● Aim of the exercise:
Report each line of the entries below that includes "wall".

● Referring expression pointing data:
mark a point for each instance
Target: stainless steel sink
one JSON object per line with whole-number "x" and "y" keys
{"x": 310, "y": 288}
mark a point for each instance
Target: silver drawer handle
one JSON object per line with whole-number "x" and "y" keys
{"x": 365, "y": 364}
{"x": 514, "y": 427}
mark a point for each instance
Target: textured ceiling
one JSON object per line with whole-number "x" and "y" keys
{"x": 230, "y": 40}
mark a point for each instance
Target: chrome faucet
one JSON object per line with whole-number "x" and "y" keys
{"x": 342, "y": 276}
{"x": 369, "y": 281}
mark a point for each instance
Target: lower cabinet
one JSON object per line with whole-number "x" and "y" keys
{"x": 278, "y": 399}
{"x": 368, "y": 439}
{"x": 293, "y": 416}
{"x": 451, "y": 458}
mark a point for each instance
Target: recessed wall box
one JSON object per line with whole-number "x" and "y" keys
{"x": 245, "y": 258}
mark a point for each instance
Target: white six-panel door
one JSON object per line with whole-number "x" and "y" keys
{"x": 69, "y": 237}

==

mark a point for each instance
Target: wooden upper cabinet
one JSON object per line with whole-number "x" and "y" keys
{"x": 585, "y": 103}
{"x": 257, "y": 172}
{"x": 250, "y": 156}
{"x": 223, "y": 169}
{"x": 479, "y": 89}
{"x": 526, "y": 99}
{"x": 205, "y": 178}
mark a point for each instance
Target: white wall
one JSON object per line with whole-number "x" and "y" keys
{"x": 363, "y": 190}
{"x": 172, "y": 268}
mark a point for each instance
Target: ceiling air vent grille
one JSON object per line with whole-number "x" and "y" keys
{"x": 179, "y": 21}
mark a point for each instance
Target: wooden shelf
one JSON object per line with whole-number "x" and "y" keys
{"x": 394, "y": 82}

--

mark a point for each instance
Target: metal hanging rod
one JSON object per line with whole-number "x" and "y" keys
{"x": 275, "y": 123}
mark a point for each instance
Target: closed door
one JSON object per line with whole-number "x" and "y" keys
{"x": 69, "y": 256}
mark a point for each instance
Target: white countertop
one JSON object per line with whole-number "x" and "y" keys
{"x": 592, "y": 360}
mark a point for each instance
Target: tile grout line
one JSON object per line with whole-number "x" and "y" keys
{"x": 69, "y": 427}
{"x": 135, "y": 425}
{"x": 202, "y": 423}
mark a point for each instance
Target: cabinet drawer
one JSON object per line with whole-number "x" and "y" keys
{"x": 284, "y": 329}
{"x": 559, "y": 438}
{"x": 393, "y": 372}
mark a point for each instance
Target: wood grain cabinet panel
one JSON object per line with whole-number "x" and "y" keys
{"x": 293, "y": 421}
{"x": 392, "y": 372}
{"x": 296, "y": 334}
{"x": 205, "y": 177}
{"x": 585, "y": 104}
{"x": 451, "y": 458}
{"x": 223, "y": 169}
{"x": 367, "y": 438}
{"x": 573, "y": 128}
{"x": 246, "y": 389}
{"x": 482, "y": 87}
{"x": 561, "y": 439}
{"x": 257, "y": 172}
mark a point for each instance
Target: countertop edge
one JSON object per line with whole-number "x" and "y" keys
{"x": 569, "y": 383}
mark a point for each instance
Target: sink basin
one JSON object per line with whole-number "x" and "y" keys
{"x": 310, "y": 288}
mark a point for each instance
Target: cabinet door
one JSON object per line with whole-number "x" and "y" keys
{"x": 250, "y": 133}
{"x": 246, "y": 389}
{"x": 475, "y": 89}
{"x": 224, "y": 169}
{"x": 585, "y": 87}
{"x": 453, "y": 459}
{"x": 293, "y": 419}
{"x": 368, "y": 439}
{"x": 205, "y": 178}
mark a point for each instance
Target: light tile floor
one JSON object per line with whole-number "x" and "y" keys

● Result below:
Target: recessed wall box
Target: white wall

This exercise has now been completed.